▸ Texte:
━━━━━━━━━━━━━━━━━━━━━━━━━━━━━━
La France s’apprête à ratifier un accord de ciel passé entre l’Union européenne et le Qatar. Comme tous les autres accords du même type, cela permettra dans certaines conditions, aux compagnies des pays signataires de pouvoir ouvrir des lignes domestiques, voire de moyen-courrier, dans les deux zones de ciel appartenant aux états. Ainsi, on peut imaginer Qatar Airways ouvrir des lignes ou encore Air France créer des lignes à l’intérieur du Qatar ou dans sa sphère géographique proche. Ces accords ont permis un essor important du transport aérien, dans un esprit de concurrence soutenue, chère à l’Union européenne.
━━━━━━━━━━━━━━━━━━━━━━━━━━━━━━
▸ Série d'exercices:
a: D'après le texte, entre quelles parties l'accord de ciel que la France s'apprête à ratifier a-t-il été passé ?
b: Indiquez si chacune des affirmations suivantes est conforme au texte, en répondant par oui ou par non et en citant les mots du texte qui tranchent.
(i) L'accord permettra, sous certaines conditions, aux compagnies des pays signataires d'ouvrir des lignes domestiques.
(ii) La France a déjà ratifié l'accord.
(iii) Ces accords ont freiné le développement du transport aérien.
Les lignes qui suivent ne jouent aucun rôle dans ce travail.

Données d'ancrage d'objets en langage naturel
━━━━━━━━━━━━━━━━━━━━━━━━━━━━━━
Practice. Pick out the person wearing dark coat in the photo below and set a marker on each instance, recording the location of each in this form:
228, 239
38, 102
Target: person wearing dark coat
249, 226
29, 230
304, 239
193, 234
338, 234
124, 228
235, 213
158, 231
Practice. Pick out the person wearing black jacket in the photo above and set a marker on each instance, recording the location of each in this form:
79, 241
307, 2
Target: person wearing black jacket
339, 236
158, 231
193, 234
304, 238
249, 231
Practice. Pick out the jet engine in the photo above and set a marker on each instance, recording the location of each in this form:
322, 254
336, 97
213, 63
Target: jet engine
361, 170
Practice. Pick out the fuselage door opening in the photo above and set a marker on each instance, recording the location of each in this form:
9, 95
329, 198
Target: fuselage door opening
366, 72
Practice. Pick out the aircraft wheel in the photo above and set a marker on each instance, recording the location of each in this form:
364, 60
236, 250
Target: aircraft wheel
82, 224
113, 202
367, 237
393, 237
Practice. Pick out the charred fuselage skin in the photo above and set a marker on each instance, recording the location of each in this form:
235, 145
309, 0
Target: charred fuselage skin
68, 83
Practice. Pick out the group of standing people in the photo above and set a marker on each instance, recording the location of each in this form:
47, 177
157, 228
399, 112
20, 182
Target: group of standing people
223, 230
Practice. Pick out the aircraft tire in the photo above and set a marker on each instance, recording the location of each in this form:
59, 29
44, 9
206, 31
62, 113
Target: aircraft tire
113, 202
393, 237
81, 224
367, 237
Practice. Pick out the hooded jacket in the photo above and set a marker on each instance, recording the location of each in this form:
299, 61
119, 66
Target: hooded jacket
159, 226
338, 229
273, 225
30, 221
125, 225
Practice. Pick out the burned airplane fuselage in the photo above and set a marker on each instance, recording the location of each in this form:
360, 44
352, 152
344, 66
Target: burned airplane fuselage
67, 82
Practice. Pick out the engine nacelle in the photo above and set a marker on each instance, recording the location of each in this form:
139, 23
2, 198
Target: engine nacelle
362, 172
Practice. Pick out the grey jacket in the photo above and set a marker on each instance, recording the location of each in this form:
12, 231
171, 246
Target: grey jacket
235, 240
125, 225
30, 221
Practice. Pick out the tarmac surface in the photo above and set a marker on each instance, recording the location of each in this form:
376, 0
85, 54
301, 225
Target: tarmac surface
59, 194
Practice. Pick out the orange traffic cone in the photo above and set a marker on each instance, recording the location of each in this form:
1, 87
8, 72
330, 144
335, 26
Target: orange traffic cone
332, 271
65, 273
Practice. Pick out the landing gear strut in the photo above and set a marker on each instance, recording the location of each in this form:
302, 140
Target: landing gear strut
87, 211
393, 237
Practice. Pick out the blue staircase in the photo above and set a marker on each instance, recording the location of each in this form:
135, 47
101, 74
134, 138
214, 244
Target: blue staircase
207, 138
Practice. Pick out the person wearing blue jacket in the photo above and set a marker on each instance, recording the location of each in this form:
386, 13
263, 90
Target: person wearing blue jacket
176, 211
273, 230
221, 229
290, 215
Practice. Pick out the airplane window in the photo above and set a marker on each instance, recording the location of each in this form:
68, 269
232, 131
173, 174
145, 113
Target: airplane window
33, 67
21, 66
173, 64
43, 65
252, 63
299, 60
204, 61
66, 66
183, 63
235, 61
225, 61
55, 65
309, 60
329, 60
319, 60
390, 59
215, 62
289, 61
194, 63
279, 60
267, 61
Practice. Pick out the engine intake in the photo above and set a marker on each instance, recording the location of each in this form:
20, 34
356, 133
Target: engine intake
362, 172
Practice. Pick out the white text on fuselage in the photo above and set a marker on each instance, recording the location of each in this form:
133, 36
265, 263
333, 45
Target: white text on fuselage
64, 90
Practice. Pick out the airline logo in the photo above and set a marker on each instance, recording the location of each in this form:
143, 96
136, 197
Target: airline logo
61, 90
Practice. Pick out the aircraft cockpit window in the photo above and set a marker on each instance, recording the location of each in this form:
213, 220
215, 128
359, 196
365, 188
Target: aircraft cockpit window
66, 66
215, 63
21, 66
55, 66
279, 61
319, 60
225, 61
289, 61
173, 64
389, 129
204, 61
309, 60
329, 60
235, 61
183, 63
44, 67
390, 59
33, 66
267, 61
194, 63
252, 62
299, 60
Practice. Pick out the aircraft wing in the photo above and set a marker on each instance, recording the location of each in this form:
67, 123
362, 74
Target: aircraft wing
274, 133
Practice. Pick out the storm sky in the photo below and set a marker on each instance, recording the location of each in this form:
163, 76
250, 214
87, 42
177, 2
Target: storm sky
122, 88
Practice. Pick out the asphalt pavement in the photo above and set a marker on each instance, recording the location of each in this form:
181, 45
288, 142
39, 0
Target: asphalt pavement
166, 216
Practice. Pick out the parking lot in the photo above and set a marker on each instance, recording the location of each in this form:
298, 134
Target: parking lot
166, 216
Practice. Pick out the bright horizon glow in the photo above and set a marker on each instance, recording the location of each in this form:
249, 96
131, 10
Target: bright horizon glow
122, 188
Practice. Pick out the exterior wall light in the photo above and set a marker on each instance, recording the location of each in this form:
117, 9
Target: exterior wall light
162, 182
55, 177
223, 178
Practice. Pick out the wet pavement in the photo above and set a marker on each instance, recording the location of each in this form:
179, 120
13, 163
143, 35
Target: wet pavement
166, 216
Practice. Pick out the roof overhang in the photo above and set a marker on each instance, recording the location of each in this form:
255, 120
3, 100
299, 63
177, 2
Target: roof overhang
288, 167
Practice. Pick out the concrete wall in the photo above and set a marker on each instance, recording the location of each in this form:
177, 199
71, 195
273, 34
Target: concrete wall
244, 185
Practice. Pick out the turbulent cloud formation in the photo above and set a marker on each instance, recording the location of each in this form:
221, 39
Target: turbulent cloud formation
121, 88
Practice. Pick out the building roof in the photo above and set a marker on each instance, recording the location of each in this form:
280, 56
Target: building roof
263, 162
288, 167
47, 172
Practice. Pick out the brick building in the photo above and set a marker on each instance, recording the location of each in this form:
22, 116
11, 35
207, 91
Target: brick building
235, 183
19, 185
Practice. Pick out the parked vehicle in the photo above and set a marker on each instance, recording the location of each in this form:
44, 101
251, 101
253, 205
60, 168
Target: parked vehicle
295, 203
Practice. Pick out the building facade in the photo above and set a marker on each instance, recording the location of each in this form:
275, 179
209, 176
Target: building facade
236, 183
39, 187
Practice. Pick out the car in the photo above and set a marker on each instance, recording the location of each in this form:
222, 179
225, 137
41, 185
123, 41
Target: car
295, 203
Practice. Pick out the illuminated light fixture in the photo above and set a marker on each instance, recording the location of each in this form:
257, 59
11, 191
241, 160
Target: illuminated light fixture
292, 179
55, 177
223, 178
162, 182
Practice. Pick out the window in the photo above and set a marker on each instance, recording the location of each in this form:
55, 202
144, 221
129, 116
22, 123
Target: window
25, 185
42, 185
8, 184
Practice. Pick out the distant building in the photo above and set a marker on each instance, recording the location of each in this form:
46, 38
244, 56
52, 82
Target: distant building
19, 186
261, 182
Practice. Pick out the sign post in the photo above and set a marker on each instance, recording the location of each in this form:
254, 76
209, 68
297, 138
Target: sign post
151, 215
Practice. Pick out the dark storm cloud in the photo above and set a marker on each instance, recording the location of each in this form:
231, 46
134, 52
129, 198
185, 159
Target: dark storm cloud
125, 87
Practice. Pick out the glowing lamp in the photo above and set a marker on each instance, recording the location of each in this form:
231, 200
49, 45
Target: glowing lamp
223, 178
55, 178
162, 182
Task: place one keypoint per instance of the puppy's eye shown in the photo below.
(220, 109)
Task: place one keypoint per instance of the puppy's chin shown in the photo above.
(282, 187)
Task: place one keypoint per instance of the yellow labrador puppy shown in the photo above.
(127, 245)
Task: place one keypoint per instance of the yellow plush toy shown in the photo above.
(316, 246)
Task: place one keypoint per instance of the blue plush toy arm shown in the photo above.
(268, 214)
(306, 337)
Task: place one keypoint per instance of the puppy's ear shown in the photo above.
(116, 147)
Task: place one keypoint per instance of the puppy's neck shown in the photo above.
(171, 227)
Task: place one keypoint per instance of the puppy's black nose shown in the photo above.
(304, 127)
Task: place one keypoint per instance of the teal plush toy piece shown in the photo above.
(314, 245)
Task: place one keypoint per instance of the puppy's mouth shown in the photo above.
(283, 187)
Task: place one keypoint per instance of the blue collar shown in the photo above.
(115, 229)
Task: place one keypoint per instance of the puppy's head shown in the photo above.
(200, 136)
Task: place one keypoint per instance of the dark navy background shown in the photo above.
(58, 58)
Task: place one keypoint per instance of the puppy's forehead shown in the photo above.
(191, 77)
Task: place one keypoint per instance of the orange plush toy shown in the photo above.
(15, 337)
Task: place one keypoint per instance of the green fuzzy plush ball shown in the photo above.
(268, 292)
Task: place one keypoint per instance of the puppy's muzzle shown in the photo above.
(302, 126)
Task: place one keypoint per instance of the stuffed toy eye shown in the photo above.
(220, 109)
━━━━━━━━━━━━━━━━━━━━━━━━━━━━━━
▸ Réponses attendues:
a: Entre l'Union européenne et le Qatar.

b:
(i) Oui : « cela permettra dans certaines conditions, aux compagnies des pays signataires de pouvoir ouvrir des lignes domestiques ».
(ii) Non : « La France s’apprête à ratifier un accord de ciel ».
(iii) Non : « Ces accords ont permis un essor important du transport aérien ».